Exercise ->
Copy all the entries word for word, but omit the pictures.
>> BEGIN
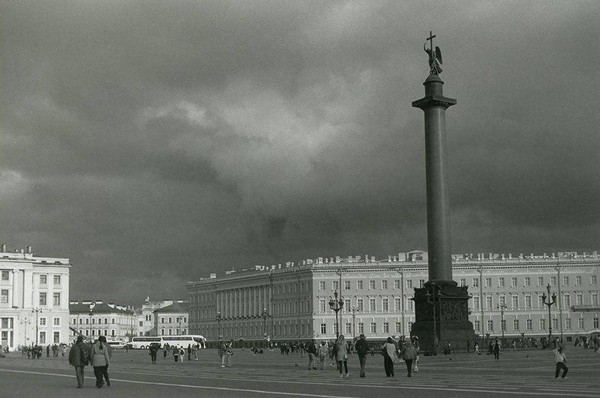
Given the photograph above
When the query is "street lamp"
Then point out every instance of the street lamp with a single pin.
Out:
(502, 307)
(336, 305)
(549, 304)
(431, 299)
(219, 323)
(265, 315)
(354, 309)
(36, 311)
(480, 270)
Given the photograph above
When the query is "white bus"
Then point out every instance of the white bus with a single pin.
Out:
(143, 342)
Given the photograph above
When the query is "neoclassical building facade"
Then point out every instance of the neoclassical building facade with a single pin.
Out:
(292, 302)
(34, 299)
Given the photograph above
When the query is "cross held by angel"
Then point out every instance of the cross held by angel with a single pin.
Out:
(435, 56)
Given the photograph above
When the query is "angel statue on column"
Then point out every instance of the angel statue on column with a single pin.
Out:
(435, 59)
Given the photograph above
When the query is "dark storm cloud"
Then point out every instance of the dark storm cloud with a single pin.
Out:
(156, 142)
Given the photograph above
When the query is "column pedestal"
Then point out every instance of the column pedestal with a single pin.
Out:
(452, 325)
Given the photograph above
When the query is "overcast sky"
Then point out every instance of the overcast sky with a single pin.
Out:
(153, 143)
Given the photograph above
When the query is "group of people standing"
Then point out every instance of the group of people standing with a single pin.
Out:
(98, 355)
(340, 350)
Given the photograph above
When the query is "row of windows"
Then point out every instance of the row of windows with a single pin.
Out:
(385, 305)
(410, 284)
(360, 328)
(514, 301)
(93, 321)
(4, 293)
(170, 320)
(541, 281)
(44, 279)
(55, 299)
(372, 284)
(5, 276)
(488, 282)
(516, 325)
(55, 321)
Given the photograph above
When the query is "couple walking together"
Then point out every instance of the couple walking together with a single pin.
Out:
(98, 355)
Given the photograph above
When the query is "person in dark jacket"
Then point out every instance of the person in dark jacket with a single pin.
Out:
(362, 349)
(100, 359)
(409, 354)
(78, 359)
(312, 353)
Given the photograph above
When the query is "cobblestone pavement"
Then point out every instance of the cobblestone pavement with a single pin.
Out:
(516, 374)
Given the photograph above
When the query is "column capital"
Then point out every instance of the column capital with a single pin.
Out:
(434, 101)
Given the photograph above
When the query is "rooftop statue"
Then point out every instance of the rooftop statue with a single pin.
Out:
(435, 57)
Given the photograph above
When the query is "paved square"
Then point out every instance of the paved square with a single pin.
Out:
(516, 374)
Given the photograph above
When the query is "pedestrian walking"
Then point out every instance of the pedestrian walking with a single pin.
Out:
(100, 359)
(389, 352)
(312, 352)
(78, 358)
(362, 349)
(496, 349)
(322, 353)
(561, 360)
(409, 354)
(228, 353)
(341, 355)
(153, 351)
(415, 363)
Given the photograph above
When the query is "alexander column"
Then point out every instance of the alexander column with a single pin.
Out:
(441, 307)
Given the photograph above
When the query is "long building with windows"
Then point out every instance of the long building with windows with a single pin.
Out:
(96, 318)
(294, 301)
(34, 299)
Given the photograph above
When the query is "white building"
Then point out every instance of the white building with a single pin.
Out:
(34, 299)
(172, 319)
(292, 302)
(95, 318)
(147, 323)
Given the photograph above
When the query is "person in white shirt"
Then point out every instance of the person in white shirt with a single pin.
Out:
(561, 359)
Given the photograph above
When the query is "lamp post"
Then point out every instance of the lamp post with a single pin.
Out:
(354, 309)
(336, 305)
(480, 270)
(549, 304)
(502, 307)
(265, 315)
(431, 299)
(37, 311)
(219, 323)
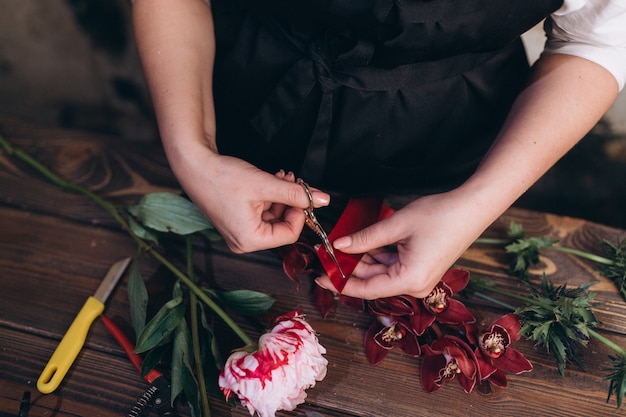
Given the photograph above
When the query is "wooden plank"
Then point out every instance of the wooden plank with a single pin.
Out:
(57, 245)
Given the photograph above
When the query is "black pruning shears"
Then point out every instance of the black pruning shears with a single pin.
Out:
(157, 395)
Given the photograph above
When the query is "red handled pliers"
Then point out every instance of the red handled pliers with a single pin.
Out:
(157, 395)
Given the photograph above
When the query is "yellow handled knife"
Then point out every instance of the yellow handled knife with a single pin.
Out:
(74, 339)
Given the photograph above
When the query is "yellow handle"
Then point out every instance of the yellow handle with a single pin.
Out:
(70, 346)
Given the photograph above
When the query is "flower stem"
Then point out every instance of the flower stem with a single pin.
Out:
(112, 210)
(492, 241)
(493, 300)
(528, 300)
(583, 254)
(607, 342)
(195, 339)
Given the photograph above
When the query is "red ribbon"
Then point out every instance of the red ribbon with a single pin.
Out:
(358, 214)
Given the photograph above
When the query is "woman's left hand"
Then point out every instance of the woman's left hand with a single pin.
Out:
(429, 235)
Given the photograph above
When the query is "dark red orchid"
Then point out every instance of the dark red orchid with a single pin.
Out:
(439, 304)
(324, 300)
(297, 259)
(387, 332)
(448, 358)
(496, 356)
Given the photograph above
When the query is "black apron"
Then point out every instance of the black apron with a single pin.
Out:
(369, 96)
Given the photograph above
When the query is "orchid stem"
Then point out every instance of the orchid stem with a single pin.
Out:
(618, 349)
(583, 254)
(509, 294)
(110, 208)
(492, 241)
(576, 252)
(493, 300)
(195, 339)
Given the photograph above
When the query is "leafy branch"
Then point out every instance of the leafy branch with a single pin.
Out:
(526, 252)
(562, 320)
(167, 330)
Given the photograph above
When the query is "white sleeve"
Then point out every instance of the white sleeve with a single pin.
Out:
(591, 29)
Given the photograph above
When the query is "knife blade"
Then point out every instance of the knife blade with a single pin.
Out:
(66, 352)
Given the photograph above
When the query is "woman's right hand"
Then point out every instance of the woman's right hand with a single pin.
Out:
(252, 209)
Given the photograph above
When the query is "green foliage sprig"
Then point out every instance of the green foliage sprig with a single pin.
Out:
(562, 320)
(526, 251)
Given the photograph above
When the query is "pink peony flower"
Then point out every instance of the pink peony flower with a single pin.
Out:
(288, 361)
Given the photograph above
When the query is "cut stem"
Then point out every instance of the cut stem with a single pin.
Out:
(112, 210)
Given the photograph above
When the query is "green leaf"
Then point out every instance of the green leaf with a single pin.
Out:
(152, 358)
(214, 349)
(137, 298)
(246, 302)
(142, 232)
(162, 325)
(181, 351)
(191, 390)
(168, 212)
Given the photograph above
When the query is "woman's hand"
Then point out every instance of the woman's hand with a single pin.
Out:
(409, 251)
(565, 98)
(252, 209)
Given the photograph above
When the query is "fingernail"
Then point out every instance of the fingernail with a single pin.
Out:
(342, 242)
(320, 199)
(319, 284)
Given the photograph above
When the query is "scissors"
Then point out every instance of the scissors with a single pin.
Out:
(315, 225)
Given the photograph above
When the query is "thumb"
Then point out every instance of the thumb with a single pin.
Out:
(365, 240)
(294, 195)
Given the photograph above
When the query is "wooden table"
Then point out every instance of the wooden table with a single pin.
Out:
(55, 246)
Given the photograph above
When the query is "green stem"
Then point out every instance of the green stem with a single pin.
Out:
(530, 301)
(55, 179)
(527, 300)
(109, 208)
(492, 241)
(583, 254)
(607, 342)
(493, 300)
(195, 338)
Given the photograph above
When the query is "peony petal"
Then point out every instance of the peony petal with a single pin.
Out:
>> END
Answer ->
Given the photograph above
When the query is "street lamp"
Then point out every instance of the street lamp with a single pin.
Out:
(502, 307)
(336, 305)
(549, 304)
(431, 299)
(219, 323)
(265, 315)
(354, 309)
(36, 311)
(480, 270)
Given the photograph above
When the query is "white bus"
Then point out every instance of the white bus with a single pin.
Out:
(143, 342)
Given the photograph above
When the query is "neoclassical building facade"
Then point out every instance of the neoclassical building facade with a single pin.
Out:
(292, 302)
(34, 299)
Given the photograph above
When the query is "cross held by angel"
Then point out every instance of the cross held by angel with a single pin.
Out:
(435, 56)
Given the photograph above
When the query is "angel statue on column"
Then point out every instance of the angel statue on column with a single pin.
Out:
(435, 59)
Given the photograph above
When the query is "dark storm cloud"
Then point out every instance of the dark storm cloud with a single pin.
Out:
(156, 142)
Given the photograph above
When the query is "column pedestal"
Then point out every instance of the column pedestal with a single pin.
Out:
(452, 325)
Given the photograph above
When the query is "overcast sky"
Then point out every instance of the overcast sky with a single pin.
Out:
(153, 143)
Given the photograph above
When the query is "group of people standing"
Then point out every instance of the group of people standing with a single pin.
Out:
(98, 355)
(340, 350)
Given the photograph above
When the query is "row of windows"
Then point out every instance of the row of windows with a single pin.
Out:
(385, 305)
(410, 284)
(360, 328)
(514, 301)
(93, 321)
(4, 293)
(170, 320)
(541, 281)
(44, 279)
(55, 299)
(372, 284)
(5, 276)
(488, 282)
(516, 325)
(55, 321)
Given the photograph above
When the query is "couple walking together"
Then point out every instance of the couple walking together with a single pin.
Out:
(98, 355)
Given the photograph above
When the query is "person in dark jacket"
Then point out every instance of the person in dark jacket with a single pin.
Out:
(362, 349)
(100, 359)
(409, 354)
(78, 359)
(312, 353)
Given the photograph above
When the query is "cobblestone pavement"
Then point out every instance of the cobblestone pavement with a single pin.
Out:
(516, 374)
Given the photograph above
When the query is "column capital"
Then point out every instance of the column capital with a single pin.
Out:
(434, 101)
Given the photograph above
When the query is "rooftop statue"
Then point out every instance of the rooftop statue with a single pin.
Out:
(435, 57)
Given the photograph above
When the query is "paved square"
Then point out every instance of the paved square with a single pin.
Out:
(516, 374)
Given the photograph above
When the query is "pedestrian walking"
Then point out every instance of the pedestrian walking with a single pin.
Out:
(100, 359)
(389, 352)
(312, 352)
(78, 358)
(362, 349)
(496, 349)
(322, 353)
(561, 360)
(409, 354)
(228, 353)
(341, 355)
(153, 351)
(415, 363)
Given the photograph above
When the query is "alexander column"
Then point out every instance of the alexander column with a single pin.
Out:
(441, 307)
Given the photograph above
When the query is "long building with windows"
Then point out every instance of the long building with windows with a single pin.
Out:
(96, 318)
(294, 301)
(34, 299)
Given the photograph above
When the query is "white building"
Then point out every instance of the white building with a single pin.
Out:
(34, 299)
(172, 319)
(292, 302)
(95, 318)
(147, 323)
Given the photograph above
When the query is "person in white shirt"
Then point out every instance of the person in white shirt with a single pin.
Out:
(561, 359)
Given the photograph above
When the query is "lamp post"
Then point out every instance of the lamp post with a single pin.
Out:
(354, 309)
(336, 305)
(480, 270)
(549, 304)
(502, 307)
(265, 315)
(431, 299)
(37, 311)
(219, 323)
Given the photograph above
When the query is "wooden plank"
Then point out every instance of the wooden plank with a single pin.
Out:
(57, 245)
Given the photograph above
When the query is "black pruning shears"
Then point out every instance of the black pruning shears with a single pin.
Out:
(157, 395)
Given the photograph above
When the query is "red handled pliers"
Then point out every instance of the red handled pliers with a single pin.
Out:
(157, 395)
Given the photograph above
When the query is "yellow handled knife"
Then point out every instance of the yellow handled knife with a single pin.
Out:
(74, 339)
Given the photograph above
When the query is "yellow handle"
Then point out every instance of the yellow handle with a single pin.
Out:
(70, 346)
Given the photograph above
When the query is "flower stem"
Then point out every instance of the flower stem with a single pin.
Out:
(112, 210)
(492, 241)
(493, 300)
(528, 300)
(583, 254)
(607, 342)
(195, 339)
Given the photograph above
When the query is "red ribbon"
Then point out every instance of the red ribbon with a single pin.
Out:
(358, 214)
Given the photograph above
When the query is "woman's left hand"
Then point out every instance of the woman's left hand with a single pin.
Out:
(429, 235)
Given the photograph above
When the query is "dark red orchid"
Then point out every instance of the dark red orchid with a single pin.
Out:
(439, 304)
(324, 300)
(297, 259)
(387, 332)
(448, 358)
(496, 356)
Given the photograph above
When the query is "black apron"
Then point out every instance of the black apron with a single pin.
Out:
(369, 96)
Given the photograph above
When the query is "orchid stem"
Then point out every instance of the orchid stem with a single pin.
Out:
(618, 349)
(583, 254)
(509, 294)
(110, 208)
(492, 241)
(576, 252)
(493, 300)
(195, 339)
Given the photograph above
When the query is "leafy branch"
Then point out every instance of the leafy branch with a single pin.
Out:
(526, 252)
(562, 320)
(167, 330)
Given the photograph above
When the query is "white sleeve"
Then point out every instance of the white sleeve with a single pin.
Out:
(591, 29)
Given the photograph above
When the query is "knife blade"
Then point out every instance of the knife blade with a single pin.
Out:
(66, 352)
Given the photograph above
When the query is "woman's right hand"
Then point out every instance of the woman's right hand with a single pin.
Out:
(252, 209)
Given the photograph above
When the query is "green foliage sprig"
Then point out every instance of the green foliage sprig with a single pin.
Out:
(562, 320)
(526, 251)
Given the photograph above
When the query is "pink peony flower"
Then point out every instance of the pink peony flower with a single pin.
Out:
(288, 361)
Given the photograph above
When the query is "cut stem"
Then point out every instance of the cut stem with a single pin.
Out:
(112, 210)
Given the photograph above
When the query is "green leaf"
Then point out every instance of the green leaf with a single pin.
Out:
(152, 358)
(214, 349)
(137, 298)
(246, 302)
(142, 232)
(162, 325)
(181, 351)
(191, 390)
(168, 212)
Given the photograph above
When the query is "woman's hand"
Then point out every instance of the woman's hand with a single pin.
Out:
(409, 251)
(565, 98)
(252, 209)
Given the photograph above
When the query is "fingernail"
Then point out every instance of the fingernail with a single pin.
Out:
(342, 242)
(320, 199)
(319, 284)
Given the photograph above
When the query is "scissors"
Then point out every instance of the scissors with a single pin.
Out:
(315, 225)
Given the photograph above
When the query is "thumb"
Then point out every instance of the thumb with a single pin.
Out:
(365, 240)
(294, 195)
Given the photograph above
When the query is "wooden table"
Then point out every instance of the wooden table with a single pin.
Out:
(55, 246)
Given the photograph above
When the query is "green stem"
Then point out every instance of the green stem with a single pin.
Out:
(530, 301)
(55, 179)
(527, 300)
(109, 208)
(492, 241)
(583, 254)
(607, 342)
(493, 300)
(195, 338)
Given the photograph above
When the query is "peony petal"
Then point out every instance of the peony petal with a single pin.
Out:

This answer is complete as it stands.